Source text |
::::

End-to-End GNN Training Pipeline¶

DTA-GNN provides a single-call pipeline that takes a UniProt accession and produces a trained, evaluated GNN — handling everything in between automatically.

Overview¶

Four sequential steps are executed and individually timed:

Step	What happens
uniprot_mapping	Resolves UniProt accession(s) to ChEMBL target IDs via SQLite or web API
dataset_build	Fetches activities, cleans data, applies scaffold split, saves `dataset.csv` and `compounds.csv`
hyperparameter_search	Runs a W&B Bayesian sweep over `n_trials` trials; selects params by best validation R²
final_training	Trains the GNN with the best params, logs to W&B, evaluates on the held-out test set

All artifacts (dataset, model weights, metrics, W&B run IDs) are saved in a timestamped run directory under runs/.

Quick Start¶

PythonCLI

from dta_gnn.training import run_gnn_end_to_end, EndToEndConfig

result = run_gnn_end_to_end(EndToEndConfig(
    uniprot_ids="P00533",        # EGFR
    architecture="gin",
    sqlite_path="chembl_36.db",  # omit to use the web API
    wandb_project="my_project",
    n_trials=20,
    epochs=30,
))

print(result.test_metrics)   # {"rmse": ..., "r2": ..., "mae": ...}
print(result.timings)        # {"uniprot_mapping": 1.3, "dataset_build": 182.4, ...}
print(result.run_dir)        # runs/20260309_142301

# Minimal — uses web API
dta_gnn train-gnn P00533

# With local SQLite DB (much faster for large datasets)
dta_gnn train-gnn P00533 \
    --architecture gin \
    --sqlite-path ./chembl_dbs/chembl_36.db \
    --wandb-project my_project \
    --n-trials 20 --epochs 30

EndToEndConfig Reference¶

from dta_gnn.training import EndToEndConfig

config = EndToEndConfig(
    uniprot_ids="P00533",   # required
    # ... all other fields have defaults
)

Field	Type	Default	Description
`uniprot_ids`	`str`	(required)	Comma/space/semicolon-separated UniProt accession(s)

::::

Given task |
Copy out everything in the GNN training pipeline page from "DTA-GNN provides a" down to "in between automatically.". The listing below has nothing to do with this.

Given material |
::::

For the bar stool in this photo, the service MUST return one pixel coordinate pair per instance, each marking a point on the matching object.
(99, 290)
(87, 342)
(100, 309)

::::

Finished task |
DTA-GNN provides a single-call pipeline that takes a UniProt accession and produces a trained, evaluated GNN — handling everything in between automatically.